• _WORK REQUIRED_
Find each line in the rows below that contains the word "logo" and copy those lines out in full.

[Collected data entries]
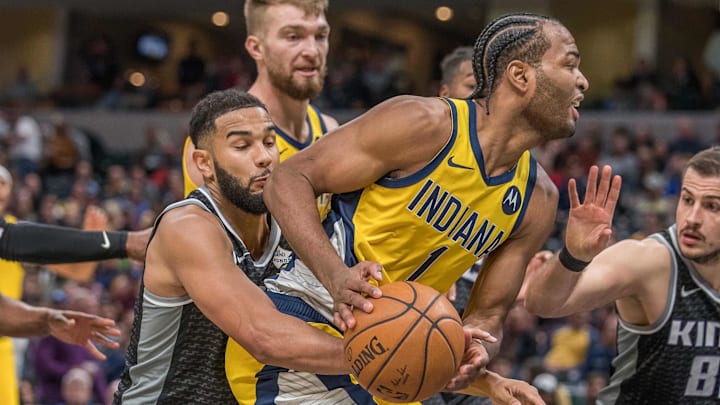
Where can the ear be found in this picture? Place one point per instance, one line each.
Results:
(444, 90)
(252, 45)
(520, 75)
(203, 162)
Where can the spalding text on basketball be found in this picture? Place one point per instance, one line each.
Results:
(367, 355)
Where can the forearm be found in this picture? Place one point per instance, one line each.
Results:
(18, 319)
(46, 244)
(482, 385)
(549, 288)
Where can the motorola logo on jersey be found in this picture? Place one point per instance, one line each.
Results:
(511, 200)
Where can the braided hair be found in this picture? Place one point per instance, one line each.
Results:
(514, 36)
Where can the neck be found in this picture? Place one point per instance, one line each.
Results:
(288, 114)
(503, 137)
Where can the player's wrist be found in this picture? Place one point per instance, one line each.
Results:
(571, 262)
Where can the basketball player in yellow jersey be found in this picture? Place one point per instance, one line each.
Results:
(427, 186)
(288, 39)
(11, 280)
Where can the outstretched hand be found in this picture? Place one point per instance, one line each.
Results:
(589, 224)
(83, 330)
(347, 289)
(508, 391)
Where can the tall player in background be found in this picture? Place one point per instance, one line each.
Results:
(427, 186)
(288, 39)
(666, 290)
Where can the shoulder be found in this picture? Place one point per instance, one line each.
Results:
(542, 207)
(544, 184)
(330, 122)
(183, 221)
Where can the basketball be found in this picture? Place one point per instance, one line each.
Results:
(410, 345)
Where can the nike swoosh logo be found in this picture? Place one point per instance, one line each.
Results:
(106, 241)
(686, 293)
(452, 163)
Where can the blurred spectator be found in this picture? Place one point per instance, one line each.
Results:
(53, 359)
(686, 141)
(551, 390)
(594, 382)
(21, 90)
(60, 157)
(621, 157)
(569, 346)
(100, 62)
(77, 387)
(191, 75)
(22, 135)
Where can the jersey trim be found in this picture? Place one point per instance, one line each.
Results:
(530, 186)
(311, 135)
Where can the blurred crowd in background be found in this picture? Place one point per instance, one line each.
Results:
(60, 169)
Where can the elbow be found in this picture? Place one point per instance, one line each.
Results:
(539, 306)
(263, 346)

--

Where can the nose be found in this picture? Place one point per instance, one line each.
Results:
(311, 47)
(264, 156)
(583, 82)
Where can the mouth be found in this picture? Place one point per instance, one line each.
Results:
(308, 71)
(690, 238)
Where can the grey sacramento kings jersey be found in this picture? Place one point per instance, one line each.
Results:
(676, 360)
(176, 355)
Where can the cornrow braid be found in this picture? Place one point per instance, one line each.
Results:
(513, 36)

• _COMPLETE RESPONSE_
Where can the motorola logo on jersey be found in this picture? Place one point per instance, one line each.
Where can the nike swoosh logo be found in this picture? Place one point per instance, one line each.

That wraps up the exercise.